#### RECORDS TO PROCESS ####
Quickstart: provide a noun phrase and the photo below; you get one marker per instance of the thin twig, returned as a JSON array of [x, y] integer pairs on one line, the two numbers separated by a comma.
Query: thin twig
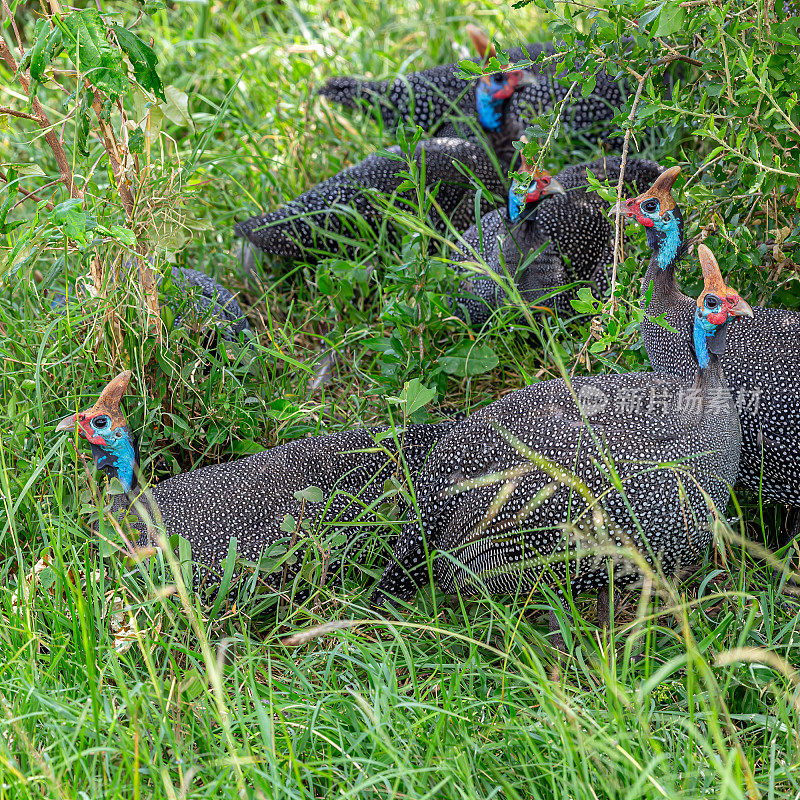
[[20, 114], [44, 123], [28, 195], [621, 184]]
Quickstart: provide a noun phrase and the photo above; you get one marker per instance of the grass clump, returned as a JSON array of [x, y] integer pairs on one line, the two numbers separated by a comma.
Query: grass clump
[[114, 683]]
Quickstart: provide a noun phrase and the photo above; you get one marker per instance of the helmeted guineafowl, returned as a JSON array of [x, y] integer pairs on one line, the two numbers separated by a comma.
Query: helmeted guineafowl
[[569, 229], [762, 355], [521, 491], [345, 211], [197, 295], [432, 97], [251, 497]]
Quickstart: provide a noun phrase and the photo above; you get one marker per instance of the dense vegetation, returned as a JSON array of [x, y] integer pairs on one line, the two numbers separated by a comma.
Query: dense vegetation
[[696, 695]]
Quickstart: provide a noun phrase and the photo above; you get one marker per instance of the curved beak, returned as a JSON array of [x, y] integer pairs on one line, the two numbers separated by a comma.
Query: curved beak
[[68, 423], [622, 208], [741, 309], [554, 187]]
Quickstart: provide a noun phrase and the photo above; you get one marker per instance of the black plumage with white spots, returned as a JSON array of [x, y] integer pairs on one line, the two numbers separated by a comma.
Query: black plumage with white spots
[[572, 231], [434, 97], [427, 99], [761, 361], [251, 497], [521, 491], [347, 212]]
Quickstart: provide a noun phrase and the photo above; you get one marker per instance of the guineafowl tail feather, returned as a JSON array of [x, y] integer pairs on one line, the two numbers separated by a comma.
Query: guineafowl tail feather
[[351, 92]]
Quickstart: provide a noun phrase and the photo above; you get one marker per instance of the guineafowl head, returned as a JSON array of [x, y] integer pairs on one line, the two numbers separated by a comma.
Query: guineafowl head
[[716, 307], [493, 90], [105, 428], [522, 201], [657, 211]]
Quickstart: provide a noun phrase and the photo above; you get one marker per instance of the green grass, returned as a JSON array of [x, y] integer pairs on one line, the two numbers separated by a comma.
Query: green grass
[[695, 696]]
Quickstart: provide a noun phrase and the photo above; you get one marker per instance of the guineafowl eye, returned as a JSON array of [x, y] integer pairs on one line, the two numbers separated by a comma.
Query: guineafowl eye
[[650, 206]]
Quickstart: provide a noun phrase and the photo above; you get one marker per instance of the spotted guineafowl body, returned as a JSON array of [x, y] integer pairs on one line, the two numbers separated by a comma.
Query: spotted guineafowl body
[[200, 296], [208, 299], [347, 212], [521, 491], [428, 99], [570, 231], [761, 361], [434, 97], [250, 498]]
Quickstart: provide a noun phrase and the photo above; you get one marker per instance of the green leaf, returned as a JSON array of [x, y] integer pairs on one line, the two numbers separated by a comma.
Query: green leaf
[[84, 38], [671, 19], [467, 359], [311, 494], [136, 141], [413, 397], [177, 108], [11, 196], [72, 217], [246, 447], [288, 524], [142, 58]]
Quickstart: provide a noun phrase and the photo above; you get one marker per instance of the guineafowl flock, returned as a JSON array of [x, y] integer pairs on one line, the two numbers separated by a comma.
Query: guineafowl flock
[[575, 484]]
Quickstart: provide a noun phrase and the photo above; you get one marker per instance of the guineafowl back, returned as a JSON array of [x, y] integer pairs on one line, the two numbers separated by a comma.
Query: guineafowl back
[[573, 233], [509, 495], [250, 498], [425, 98], [341, 212]]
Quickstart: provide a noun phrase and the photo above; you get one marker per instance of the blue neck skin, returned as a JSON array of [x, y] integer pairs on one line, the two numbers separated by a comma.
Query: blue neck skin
[[117, 460], [515, 203], [664, 238], [703, 331], [490, 109]]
####
PROBLEM REQUIREMENTS: The output is the data above, repeated exactly, with pictures omitted.

REPLY TO THE EXERCISE:
Quickstart: provide a noun phrase and the photo below; you get one marker per instance of the thin twig, returned as a JSON array of [x, y] integer pairs on one line, the two numbers separated by a comma.
Query: thin twig
[[20, 114], [44, 123], [28, 195], [621, 184]]
Quickstart: provide a noun phrase and the photo above; you get one marker per instance of the grass clump, returned as a JSON array of [x, y] integer pairs on one line, the two numbers separated by a comma.
Query: grass clump
[[114, 683]]
Quickstart: provide a noun phrase and the photo above; you get one marker per instance of the helmeted guineafowl, returned as a JSON array of [x, y] integer pairs on one line, the two numbers separated by a comma.
Query: helmeted guineafowl
[[569, 229], [762, 355], [521, 491], [345, 211], [197, 295], [432, 97], [251, 497]]
Quickstart: provide a noun phrase and the photo above; you get one marker per instance of the dense vegetation, returned as a JSON array of [x, y] integer pairs on one line, the two numbers separated by a comma.
Query: dense vegetation
[[696, 695]]
Quickstart: provide a noun phrase and the photo above; you get one marker per instance of the curved beak, returned as a JSON array of [x, y] integer pairs on one line, the two numbers separated by a comma.
Query: curved beak
[[68, 423], [622, 208], [741, 309], [554, 187]]
Quickstart: provide a noun phrase and the photo above; you get one marker per instance of the black plumage with white spots, returned as a JSON array of [x, y] integer pairs on one line, the two numbers separated by a comma.
Query: black plumage with white spots
[[572, 231], [434, 97], [427, 99], [761, 361], [251, 497], [521, 491], [347, 212]]
Quickstart: provide a noun phrase and the photo above; you get one marker per instance of the guineafowl tail feather, returned as a JSON array of [x, y] integer pairs on one line, the two numbers separated by a comma.
Query: guineafowl tail feather
[[351, 92]]
Quickstart: provide a noun phrase and the photo above; you get one marker per instance of the guineafowl head, returned as a JSON array of [x, y] integer pairs on one line, the two numbers separated by a comma.
Query: guineafowl head
[[716, 307], [493, 90], [105, 428], [522, 201], [657, 211]]
Quickstart: provide a noun phrase and the photo above; you get one marker per instance of the green grass, returned as a JSON array of [x, y] integer pairs on one line, the two numbers separated by a comma.
Query: green grass
[[695, 696]]
Quickstart: provide a noun phrase and the photo above; you get one marker per instance of the guineafowl eye, returned as a JSON array of [x, y] integer pairs on one line, the two numbers separated by a comma.
Query: guineafowl eye
[[650, 206]]
Quickstart: provide a noun phrase and the photo above; you get one marker per instance of the spotted guineafowl body, returned as a JSON array of [x, y] integer pairs on one line, the two numbers separated by a comma.
Query: spotted guineafowl body
[[200, 296], [208, 299], [347, 212], [521, 491], [428, 99], [570, 231], [761, 361], [434, 97], [250, 498]]
Quickstart: provide a noun phrase and the photo above; you get one marker per instance of the green leaf, returned as a JSON array of [x, y] integer pairs on one line, the two numbers separated by a comma.
Query: green leaf
[[84, 38], [671, 19], [467, 359], [311, 494], [136, 141], [413, 397], [177, 108], [11, 196], [72, 217], [246, 447], [288, 524], [142, 58]]
Quickstart: provide a noun phrase and the photo above; you get one marker per instance of the guineafowl flock, returned as a JSON array of [x, y] integer pairs on one line, the two numbers separated by a comma.
Query: guineafowl flock
[[575, 484]]
Quickstart: provide a noun phrase and the photo above; you get one marker per instance of the guineafowl back, returned as a JSON array of [x, y] integer pairs on one line, the two numbers separated by a comma.
Query: guineafowl back
[[573, 233], [509, 495], [250, 498], [425, 98], [341, 212]]
Quickstart: provide a noun phrase and the photo above; you get one marker per instance of the blue neck skin, returned as a JSON array of [x, y] integer pairs on one line, the two numbers separated by a comma.
Query: blue neck skin
[[117, 460], [515, 203], [664, 238], [703, 331], [490, 109]]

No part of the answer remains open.